=== PROVIDED PASSAGE ===
--------------------------------------------------

Inverness and the Loch Ness

Finally, yesterday, we made our way up into northern Scotland to travel along its major lochs and glacial valleys, all the way up to the small sea town of Inverness.  It is at moments such as these I wish I was a poet or a great painter or photographer, in hopes of somehow catching hold, if only for a fleeting moment, the beauty I saw yesterday.  Here is my best shot.

Imagine driving through the million year old remains of a receding glacier, with jagged mountains beaten down into large rolling hills.  The sun is shining, but through a dense fog that sits about a couple hundred feet above the ground, never really ever leaving, with mist coming up from the ground.  Everything is green, really deep green, with gnarled trees along the mountain edges, covered with moss; and dense dark woods and lochs, deep and cold.  The temperature fluctuates between freezing and the low 40s; the air is damp, leaving you bone cold, always wanting a cup of hot tea with some scotch in it, perhaps, and you can always see your breath.  And all around you is the sea, which you catch glimpses of, here and there, and the ocean air, a smell that is almost too difficult to describe, mixed with the burning of coal to heat homes.  And, it just keeps going and going 360 degrees in any direction, as you move along winding roads around which you can barely see.  Then, as if that is not enough, through all the fog, the sun is somehow shining, but in the oddest ways, producing the wildest colors: bright blues at ground level, as if the sky was perpendicular to the ground; wild oranges and yellows; and rainbows everywhere.  I have never seen so many rainbows!  To top it all off, there are the snow peaked mountains and hills, with clouds dropping snow on them, unable to get lose, just hanging there snowing.  And, finally, there are the little towns through which you pass, lost in time, somewhere between a hundred and a thousand years ago.  No wonder they believe their major loch, the Ness, has a monster.  Actually, the better question is, why wouldn't it.

--------------------------------------------------

=== RECORDED INFORMATION ===

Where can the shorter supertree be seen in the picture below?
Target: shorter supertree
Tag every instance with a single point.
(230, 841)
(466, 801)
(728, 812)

--------------------------------------------------

=== YOUR ASSIGNMENT ===
Copy the passage about the Scottish Highlands word for word, from "Finally, yesterday, we" up to and including "my best shot.".

=== TASK SOLUTION ===
Finally, yesterday, we made our way up into northern Scotland to travel along its major lochs and glacial valleys, all the way up to the small sea town of Inverness.  It is at moments such as these I wish I was a poet or a great painter or photographer, in hopes of somehow catching hold, if only for a fleeting moment, the beauty I saw yesterday.  Here is my best shot.